- Exercise details
Go through the records below and write each one out again unchanged.

BEGIN Extracted records

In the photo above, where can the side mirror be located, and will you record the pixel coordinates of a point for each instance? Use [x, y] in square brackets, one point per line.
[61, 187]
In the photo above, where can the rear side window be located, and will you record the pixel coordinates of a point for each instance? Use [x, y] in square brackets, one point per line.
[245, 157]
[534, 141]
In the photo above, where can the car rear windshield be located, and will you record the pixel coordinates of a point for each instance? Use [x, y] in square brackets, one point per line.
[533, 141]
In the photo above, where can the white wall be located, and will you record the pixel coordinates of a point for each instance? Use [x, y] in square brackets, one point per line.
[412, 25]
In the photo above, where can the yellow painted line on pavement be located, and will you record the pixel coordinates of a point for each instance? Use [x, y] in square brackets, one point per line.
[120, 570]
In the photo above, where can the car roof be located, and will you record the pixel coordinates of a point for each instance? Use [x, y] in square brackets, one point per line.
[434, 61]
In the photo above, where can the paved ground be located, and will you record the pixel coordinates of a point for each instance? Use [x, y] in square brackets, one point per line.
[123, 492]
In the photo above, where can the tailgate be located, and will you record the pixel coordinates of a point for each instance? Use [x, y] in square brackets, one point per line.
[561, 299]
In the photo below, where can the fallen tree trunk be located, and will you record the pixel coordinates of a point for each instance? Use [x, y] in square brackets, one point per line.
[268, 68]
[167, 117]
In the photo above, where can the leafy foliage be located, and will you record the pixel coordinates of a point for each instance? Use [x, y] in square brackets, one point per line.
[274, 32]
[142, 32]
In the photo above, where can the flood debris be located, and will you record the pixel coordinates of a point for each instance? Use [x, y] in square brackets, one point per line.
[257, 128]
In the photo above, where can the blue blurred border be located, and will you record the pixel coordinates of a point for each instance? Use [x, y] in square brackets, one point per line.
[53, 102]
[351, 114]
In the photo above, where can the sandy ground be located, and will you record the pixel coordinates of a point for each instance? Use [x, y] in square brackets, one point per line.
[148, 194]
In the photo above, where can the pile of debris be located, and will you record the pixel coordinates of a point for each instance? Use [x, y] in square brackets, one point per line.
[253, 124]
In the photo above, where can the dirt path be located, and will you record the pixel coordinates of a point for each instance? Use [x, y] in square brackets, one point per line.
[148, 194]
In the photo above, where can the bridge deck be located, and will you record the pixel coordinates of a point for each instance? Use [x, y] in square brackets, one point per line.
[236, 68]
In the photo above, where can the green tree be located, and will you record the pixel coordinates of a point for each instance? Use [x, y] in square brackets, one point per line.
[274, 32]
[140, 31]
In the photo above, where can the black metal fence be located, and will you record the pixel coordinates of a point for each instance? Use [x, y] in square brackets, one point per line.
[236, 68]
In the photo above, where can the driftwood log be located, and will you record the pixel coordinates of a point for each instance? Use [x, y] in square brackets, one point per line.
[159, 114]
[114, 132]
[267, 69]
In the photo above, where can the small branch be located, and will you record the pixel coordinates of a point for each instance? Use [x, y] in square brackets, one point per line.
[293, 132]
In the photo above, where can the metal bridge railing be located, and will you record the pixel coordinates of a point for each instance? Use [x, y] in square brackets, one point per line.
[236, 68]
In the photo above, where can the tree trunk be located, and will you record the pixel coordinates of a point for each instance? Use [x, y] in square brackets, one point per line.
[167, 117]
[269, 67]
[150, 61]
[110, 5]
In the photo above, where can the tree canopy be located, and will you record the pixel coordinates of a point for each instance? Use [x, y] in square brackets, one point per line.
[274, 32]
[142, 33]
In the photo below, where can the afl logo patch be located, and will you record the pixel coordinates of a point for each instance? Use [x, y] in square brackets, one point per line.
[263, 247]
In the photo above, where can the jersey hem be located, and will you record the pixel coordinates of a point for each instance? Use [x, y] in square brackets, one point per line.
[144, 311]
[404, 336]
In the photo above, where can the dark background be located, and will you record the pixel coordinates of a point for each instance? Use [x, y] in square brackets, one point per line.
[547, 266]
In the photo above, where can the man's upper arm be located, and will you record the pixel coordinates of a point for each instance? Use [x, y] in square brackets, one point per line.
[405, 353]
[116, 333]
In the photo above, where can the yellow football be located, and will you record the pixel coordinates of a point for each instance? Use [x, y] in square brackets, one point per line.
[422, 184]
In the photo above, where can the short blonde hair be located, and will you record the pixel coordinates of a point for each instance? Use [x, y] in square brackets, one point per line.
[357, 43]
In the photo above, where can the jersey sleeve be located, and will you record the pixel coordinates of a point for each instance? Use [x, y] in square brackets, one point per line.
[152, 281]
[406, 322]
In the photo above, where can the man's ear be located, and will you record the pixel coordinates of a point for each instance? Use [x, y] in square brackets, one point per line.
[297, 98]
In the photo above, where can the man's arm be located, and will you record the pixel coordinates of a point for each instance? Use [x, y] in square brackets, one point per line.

END Extracted records

- The completed task
In the photo above, where can the side mirror be located, and will you record the pixel coordinates of a point for each instance? Use [x, y] in square brackets, one point per line.
[61, 187]
In the photo above, where can the rear side window be located, and will you record the pixel coordinates of a point for each instance? Use [x, y] in square brackets, one point per line.
[245, 157]
[534, 141]
In the photo above, where can the car rear windshield be located, and will you record the pixel coordinates of a point for each instance? Use [x, y] in square brackets, one point per line.
[533, 141]
In the photo above, where can the white wall be located, and will you record the pixel coordinates of a point for each instance? Use [x, y] in square brackets, one point per line.
[412, 25]
In the photo above, where can the yellow painted line on pavement be located, and will you record the pixel coordinates of a point for each instance? Use [x, y] in square brackets, one point per line.
[120, 570]
In the photo above, where can the car roof be located, and will you record the pixel coordinates of a point for each instance? Use [x, y] in square brackets, one point per line.
[434, 61]
In the photo above, where can the paved ground be located, and will you record the pixel coordinates of a point for each instance? Use [x, y] in square brackets, one point per line.
[123, 492]
In the photo above, where can the tailgate be located, and will you record the pixel coordinates of a point for each instance? Use [x, y] in square brackets, one point per line.
[561, 299]
In the photo below, where can the fallen tree trunk be located, and will you record the pixel coordinates of a point for each instance? Use [x, y] in square brackets, one point per line.
[268, 68]
[167, 117]
In the photo above, where can the leafy foliage be located, and will you record the pixel coordinates of a point for each instance? Use [x, y] in square brackets, one point per line.
[274, 32]
[142, 32]
In the photo above, where can the flood debris be located, and will you record the pixel coordinates of a point for each instance? Use [x, y] in square brackets, one point per line.
[257, 128]
In the photo above, where can the blue blurred border be located, and will you record the pixel coordinates of a point for each instance? Use [x, y] in square brackets, one point per line.
[53, 102]
[351, 114]
In the photo above, where can the sandy ground be located, and will you record the pixel coordinates of a point for each instance? Use [x, y] in square brackets, one point per line.
[148, 194]
In the photo above, where can the pile of debris be located, and will you record the pixel coordinates of a point for each instance? Use [x, y] in square brackets, one point per line.
[253, 124]
In the photo above, where can the dirt path be located, and will you record the pixel coordinates of a point for each instance? Use [x, y] in square brackets, one point per line.
[148, 194]
In the photo above, where can the bridge deck be located, and will you record the pixel coordinates of a point for each instance? Use [x, y] in square brackets, one point per line.
[236, 68]
In the photo above, where can the green tree be located, and will you record the pixel coordinates of a point for each instance? Use [x, y] in square brackets, one point per line.
[274, 32]
[140, 31]
In the photo above, where can the black metal fence be located, and will you record the pixel coordinates of a point for each instance? Use [x, y] in square brackets, one point per line.
[236, 68]
In the photo above, where can the driftwood log be located, and will you record the pixel coordinates of a point for each instance? Use [x, y] in square brackets, one point per line.
[159, 114]
[114, 132]
[267, 69]
In the photo above, where can the small branch be located, and will you record the pixel coordinates of a point for each instance? Use [x, y] in square brackets, one point per line.
[293, 132]
In the photo above, where can the metal bridge railing be located, and will you record the pixel coordinates of a point for each instance? Use [x, y] in square brackets, one point per line.
[236, 68]
In the photo above, where can the tree trunk be located, and will you record the pixel coordinates of a point for each instance? Use [x, y] in square brackets, one point per line.
[167, 117]
[269, 67]
[150, 61]
[110, 5]
In the photo above, where can the tree canopy be located, and will you record the pixel coordinates of a point for each instance? Use [x, y] in square brackets, one point per line.
[274, 32]
[142, 33]
In the photo below, where can the afl logo patch be located, and will you record the pixel coordinates of a point for each instance? Use [x, y] in square brackets, one point per line.
[263, 247]
In the photo above, where can the jersey hem be located, and will you record the pixel coordinates of a point for each instance? Use [x, y] in square brackets, one point per line.
[144, 311]
[404, 336]
In the photo above, where can the dark background be located, and will you record the pixel coordinates of a point for each instance? Use [x, y] in square brackets, one point per line.
[547, 266]
In the photo above, where can the man's upper arm be located, and will you record the pixel coordinates of a point for each instance? Use [x, y] in square brackets, one point per line.
[405, 353]
[116, 333]
In the photo above, where can the yellow football be located, and will you record the pixel coordinates of a point for each instance? Use [x, y] in square brackets, one point per line.
[422, 184]
In the photo above, where can the short blonde hair be located, and will you record the pixel coordinates of a point for each instance? Use [x, y] in square brackets, one point per line.
[357, 43]
In the photo above, where can the jersey sleeve be located, and will you record the pixel coordinates of a point for each instance? Use [x, y] in square brackets, one point per line.
[152, 281]
[406, 322]
In the photo above, where can the man's ear be located, and will you record the pixel coordinates of a point for each instance? Use [x, y] in square brackets, one point per line.
[297, 98]
In the photo above, where can the man's arm be located, and will you record the pixel coordinates of a point for each instance? Use [x, y] in square brackets, one point per line.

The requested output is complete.